INSTRUCTIONS FOR THE TASK » Every line of the data below that holds the string "horse" needs to be reported.
[[ STUDY MATERIAL open ]]
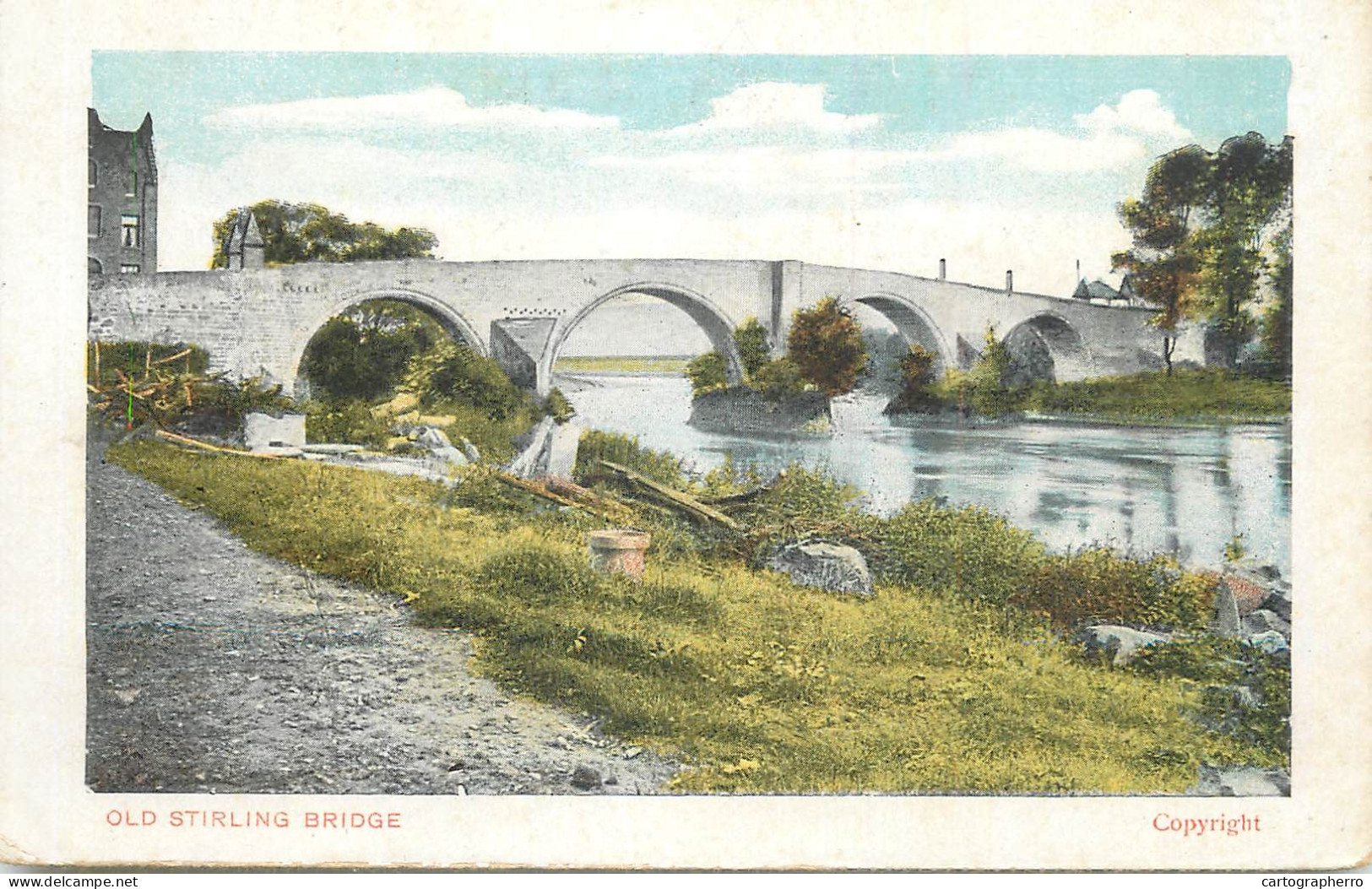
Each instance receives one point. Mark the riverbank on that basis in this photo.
(214, 669)
(761, 685)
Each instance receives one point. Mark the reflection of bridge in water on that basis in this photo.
(258, 322)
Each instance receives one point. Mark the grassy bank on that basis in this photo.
(621, 364)
(1211, 394)
(762, 686)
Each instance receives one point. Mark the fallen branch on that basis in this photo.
(684, 501)
(182, 439)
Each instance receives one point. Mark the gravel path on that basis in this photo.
(212, 669)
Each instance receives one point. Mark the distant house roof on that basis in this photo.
(1095, 290)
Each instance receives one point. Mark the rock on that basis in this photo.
(1262, 621)
(1269, 641)
(586, 778)
(263, 431)
(742, 410)
(399, 405)
(1119, 643)
(1225, 621)
(559, 454)
(823, 566)
(1244, 781)
(531, 447)
(1279, 603)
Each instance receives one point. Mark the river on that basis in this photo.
(1187, 491)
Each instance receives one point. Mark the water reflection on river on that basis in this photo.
(1187, 491)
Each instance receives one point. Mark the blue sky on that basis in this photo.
(885, 162)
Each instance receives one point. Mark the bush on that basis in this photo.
(626, 452)
(1099, 586)
(557, 406)
(707, 373)
(917, 394)
(778, 379)
(456, 373)
(827, 347)
(969, 552)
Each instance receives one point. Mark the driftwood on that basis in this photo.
(685, 502)
(184, 439)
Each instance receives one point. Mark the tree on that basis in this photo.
(1277, 320)
(1247, 184)
(303, 232)
(1163, 263)
(827, 344)
(753, 346)
(706, 373)
(362, 355)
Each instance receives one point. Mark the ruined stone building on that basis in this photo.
(122, 198)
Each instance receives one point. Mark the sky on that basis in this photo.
(884, 162)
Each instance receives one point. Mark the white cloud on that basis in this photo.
(1137, 111)
(1043, 151)
(768, 168)
(773, 106)
(430, 107)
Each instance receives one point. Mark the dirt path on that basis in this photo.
(217, 669)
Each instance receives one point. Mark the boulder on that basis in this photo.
(560, 450)
(823, 566)
(263, 431)
(1245, 781)
(1279, 603)
(1119, 643)
(1269, 641)
(1264, 621)
(1225, 619)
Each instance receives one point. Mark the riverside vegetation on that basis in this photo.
(955, 678)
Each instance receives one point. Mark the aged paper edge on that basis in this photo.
(48, 816)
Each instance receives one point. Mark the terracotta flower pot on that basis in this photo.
(618, 549)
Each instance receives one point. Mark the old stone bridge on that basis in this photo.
(258, 322)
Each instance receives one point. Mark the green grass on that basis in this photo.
(623, 364)
(759, 685)
(1154, 395)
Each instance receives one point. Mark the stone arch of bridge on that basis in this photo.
(1042, 344)
(717, 325)
(447, 317)
(911, 322)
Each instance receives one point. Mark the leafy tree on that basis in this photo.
(778, 379)
(463, 375)
(1249, 182)
(303, 232)
(753, 346)
(707, 373)
(1163, 263)
(827, 344)
(364, 355)
(917, 377)
(1277, 320)
(991, 393)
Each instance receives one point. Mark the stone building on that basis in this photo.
(122, 198)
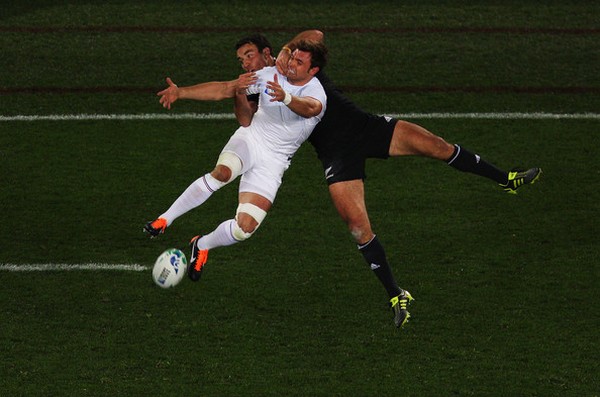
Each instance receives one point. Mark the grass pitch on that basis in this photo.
(505, 286)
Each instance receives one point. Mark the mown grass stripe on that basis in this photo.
(231, 116)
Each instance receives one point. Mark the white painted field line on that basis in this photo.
(48, 267)
(231, 116)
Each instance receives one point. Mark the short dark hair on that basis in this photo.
(318, 52)
(260, 41)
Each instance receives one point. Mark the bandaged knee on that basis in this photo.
(232, 162)
(255, 212)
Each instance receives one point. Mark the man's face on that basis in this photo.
(250, 58)
(299, 69)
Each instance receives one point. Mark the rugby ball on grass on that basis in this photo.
(170, 268)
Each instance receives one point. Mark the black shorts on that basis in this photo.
(347, 161)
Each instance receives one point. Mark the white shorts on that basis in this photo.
(262, 169)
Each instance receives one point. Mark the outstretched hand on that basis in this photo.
(169, 95)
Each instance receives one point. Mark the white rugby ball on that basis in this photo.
(169, 269)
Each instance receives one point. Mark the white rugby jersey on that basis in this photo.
(282, 130)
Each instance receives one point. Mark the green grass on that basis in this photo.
(505, 286)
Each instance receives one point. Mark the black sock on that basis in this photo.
(375, 256)
(465, 161)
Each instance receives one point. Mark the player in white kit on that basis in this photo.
(289, 107)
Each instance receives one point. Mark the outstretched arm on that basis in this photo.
(303, 106)
(243, 108)
(212, 91)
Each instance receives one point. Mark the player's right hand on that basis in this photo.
(169, 94)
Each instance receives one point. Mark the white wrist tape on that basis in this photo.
(287, 99)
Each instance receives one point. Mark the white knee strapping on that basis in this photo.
(255, 212)
(232, 162)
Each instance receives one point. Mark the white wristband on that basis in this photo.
(287, 98)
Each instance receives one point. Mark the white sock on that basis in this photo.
(222, 236)
(197, 193)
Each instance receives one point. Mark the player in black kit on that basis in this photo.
(343, 140)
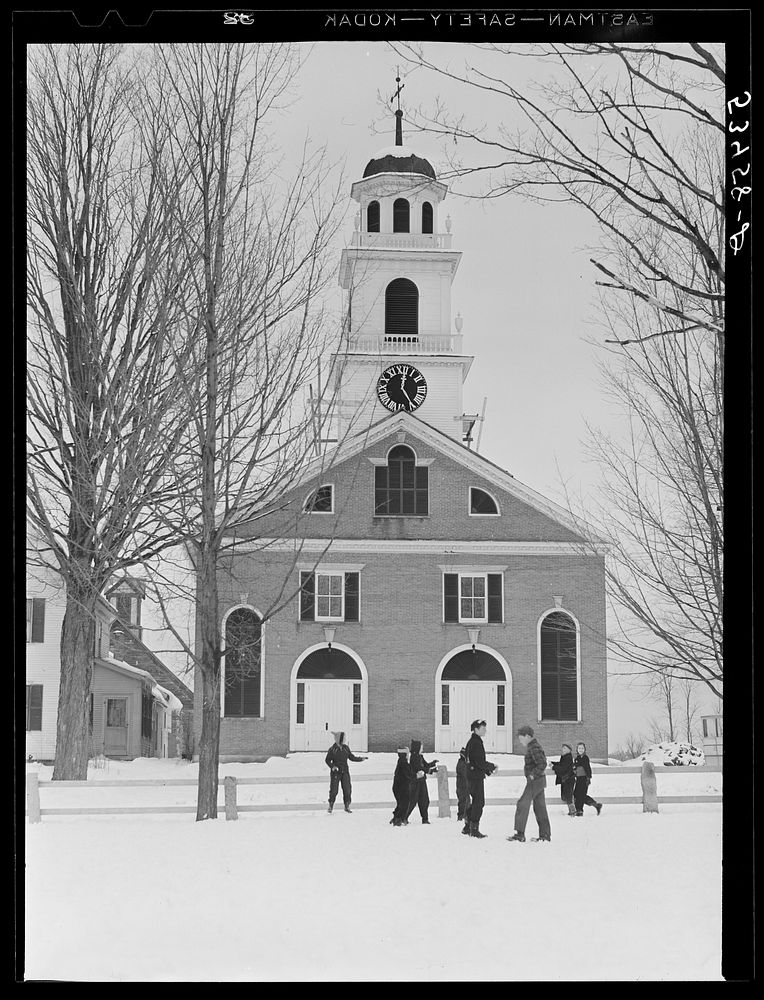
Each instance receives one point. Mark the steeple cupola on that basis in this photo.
(397, 271)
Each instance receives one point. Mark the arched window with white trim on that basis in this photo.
(242, 664)
(558, 662)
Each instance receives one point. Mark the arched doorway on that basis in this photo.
(328, 693)
(473, 684)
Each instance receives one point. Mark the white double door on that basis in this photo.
(470, 700)
(329, 708)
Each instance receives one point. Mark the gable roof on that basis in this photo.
(391, 423)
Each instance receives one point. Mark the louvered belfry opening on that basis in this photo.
(402, 311)
(401, 216)
(559, 668)
(372, 217)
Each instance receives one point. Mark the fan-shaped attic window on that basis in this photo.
(481, 502)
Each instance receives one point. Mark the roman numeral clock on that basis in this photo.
(401, 387)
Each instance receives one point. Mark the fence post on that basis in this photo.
(33, 797)
(231, 812)
(649, 788)
(444, 799)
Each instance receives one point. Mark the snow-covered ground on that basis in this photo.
(306, 896)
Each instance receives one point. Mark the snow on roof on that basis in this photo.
(171, 701)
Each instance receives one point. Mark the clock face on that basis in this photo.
(401, 387)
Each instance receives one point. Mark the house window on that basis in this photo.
(401, 487)
(559, 668)
(146, 713)
(401, 216)
(402, 311)
(482, 502)
(34, 707)
(35, 619)
(326, 596)
(243, 655)
(372, 217)
(473, 597)
(320, 501)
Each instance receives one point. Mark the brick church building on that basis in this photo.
(428, 586)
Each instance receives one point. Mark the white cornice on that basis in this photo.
(444, 548)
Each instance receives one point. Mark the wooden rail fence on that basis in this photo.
(649, 797)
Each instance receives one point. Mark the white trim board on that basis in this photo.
(434, 547)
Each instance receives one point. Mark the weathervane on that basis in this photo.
(398, 113)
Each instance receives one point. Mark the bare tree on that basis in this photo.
(103, 293)
(634, 135)
(254, 248)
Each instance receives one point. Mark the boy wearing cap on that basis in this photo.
(403, 781)
(535, 783)
(337, 758)
(420, 769)
(478, 769)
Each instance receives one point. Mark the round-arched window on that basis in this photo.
(401, 213)
(559, 667)
(372, 217)
(242, 662)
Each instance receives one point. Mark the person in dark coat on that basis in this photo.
(420, 768)
(478, 769)
(566, 777)
(403, 780)
(337, 758)
(583, 774)
(535, 783)
(462, 791)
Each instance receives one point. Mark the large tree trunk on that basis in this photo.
(74, 692)
(207, 797)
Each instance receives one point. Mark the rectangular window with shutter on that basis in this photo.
(326, 596)
(473, 597)
(34, 707)
(35, 619)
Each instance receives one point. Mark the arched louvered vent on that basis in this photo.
(401, 222)
(401, 310)
(372, 217)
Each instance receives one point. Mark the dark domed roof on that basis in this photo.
(398, 159)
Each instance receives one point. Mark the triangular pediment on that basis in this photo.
(373, 443)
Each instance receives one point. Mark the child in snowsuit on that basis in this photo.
(583, 773)
(337, 758)
(421, 769)
(462, 789)
(403, 780)
(566, 777)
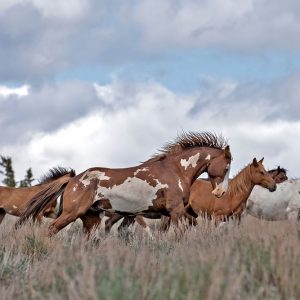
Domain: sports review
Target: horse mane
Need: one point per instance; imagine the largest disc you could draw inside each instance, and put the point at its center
(278, 169)
(55, 173)
(238, 182)
(190, 140)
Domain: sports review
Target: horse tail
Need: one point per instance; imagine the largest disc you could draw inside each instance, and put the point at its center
(43, 198)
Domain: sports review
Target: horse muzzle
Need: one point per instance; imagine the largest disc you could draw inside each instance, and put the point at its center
(273, 188)
(219, 191)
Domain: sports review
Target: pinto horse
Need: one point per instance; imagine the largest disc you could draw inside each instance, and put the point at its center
(281, 205)
(14, 200)
(278, 174)
(160, 185)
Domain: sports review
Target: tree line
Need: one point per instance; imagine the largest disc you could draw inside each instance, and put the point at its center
(6, 169)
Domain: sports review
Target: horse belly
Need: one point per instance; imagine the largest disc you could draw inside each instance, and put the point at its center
(132, 196)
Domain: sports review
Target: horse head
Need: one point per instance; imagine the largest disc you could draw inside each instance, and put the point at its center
(260, 176)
[[ STUDY MATERIAL closed ]]
ANSWER SPACE »
Target: horse mane
Target: horse tail
Target: horse muzzle
Target: pinto horse
Target: horse belly
Target: horse head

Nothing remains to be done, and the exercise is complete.